What you should do
In the numbered text on homelessness and public services, which points begin with the words "That doesn’t mean"?

Reading text
3. Government delegating responsibility for providing public services to private businesses by essentially doing nothing and letting them fill the space guarantees that they’ll fill the space in the way which most benefits them.
4. That doesn’t mean that it’s sensible to expect nothing of businesses in contribution to public services. Businesses enjoy a wide array of benefits, many of which are scarce, from being licensed by their various jurisdictions.
5. Rampant homelessness is solvable. Solutions are known (housing first). Governments don’t pursue known solutions because they lack either political will or resources or both.
6. Solving homelessness should be a predicate for discussion of public service provisions so long as provision of public services is predicated on rampant homelessness and issues that arise around it. Any discussion around this which doesn’t have systemic goals, and which isn’t an emergency response which wouldn’t be better suited by systemic goals, is reinforcing rampant homelessness.
7. Businesses which enjoy such largess are morally responsible for the largess humans cannot enjoy as a consequence. They should be responsible for redressing that.
8. That doesn’t mean they should be de facto providers of public services. To the extent they are, that function should be codified as public services and separated from their businesses accounting.
9. That doesn’t mean they shouldn’t provide services. They should, until such a time as their largess affords access to property and livelihood sufficient to solve rampant homelessness. A reasonable way to square that is by taxing businesses for the benefits they derive from doing business and holding exclusive access to resources which enable that.
10. If any of that seems unachievable pragmatically or politically, the groundwork for this has been laid in Washington state and Utah. Housing people first eliminates chronic homelessness.
11. This should be 1a. We still need public bathrooms. It’s a basic accessibility issue, not only but especially for many people with disabilities.

Entries drawn from a collection:
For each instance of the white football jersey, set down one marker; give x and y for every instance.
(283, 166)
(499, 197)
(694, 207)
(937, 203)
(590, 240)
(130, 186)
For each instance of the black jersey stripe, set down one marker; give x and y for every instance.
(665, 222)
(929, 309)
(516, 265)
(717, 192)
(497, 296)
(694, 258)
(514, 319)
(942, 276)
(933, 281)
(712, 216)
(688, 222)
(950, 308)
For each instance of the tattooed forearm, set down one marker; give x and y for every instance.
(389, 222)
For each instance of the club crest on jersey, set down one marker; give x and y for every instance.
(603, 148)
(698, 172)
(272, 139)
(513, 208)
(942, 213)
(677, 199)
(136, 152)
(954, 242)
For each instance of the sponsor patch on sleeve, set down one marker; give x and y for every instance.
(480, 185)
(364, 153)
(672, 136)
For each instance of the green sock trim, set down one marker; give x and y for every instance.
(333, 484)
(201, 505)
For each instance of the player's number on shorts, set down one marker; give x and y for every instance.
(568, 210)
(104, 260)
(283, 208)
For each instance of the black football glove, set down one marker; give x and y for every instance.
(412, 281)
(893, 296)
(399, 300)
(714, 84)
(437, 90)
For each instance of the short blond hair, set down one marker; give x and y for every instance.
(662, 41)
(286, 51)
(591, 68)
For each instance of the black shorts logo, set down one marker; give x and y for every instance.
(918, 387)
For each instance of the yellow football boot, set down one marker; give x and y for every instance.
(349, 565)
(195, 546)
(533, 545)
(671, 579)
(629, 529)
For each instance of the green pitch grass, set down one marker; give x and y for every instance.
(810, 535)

Expected answer
Points 4, 8, and 9.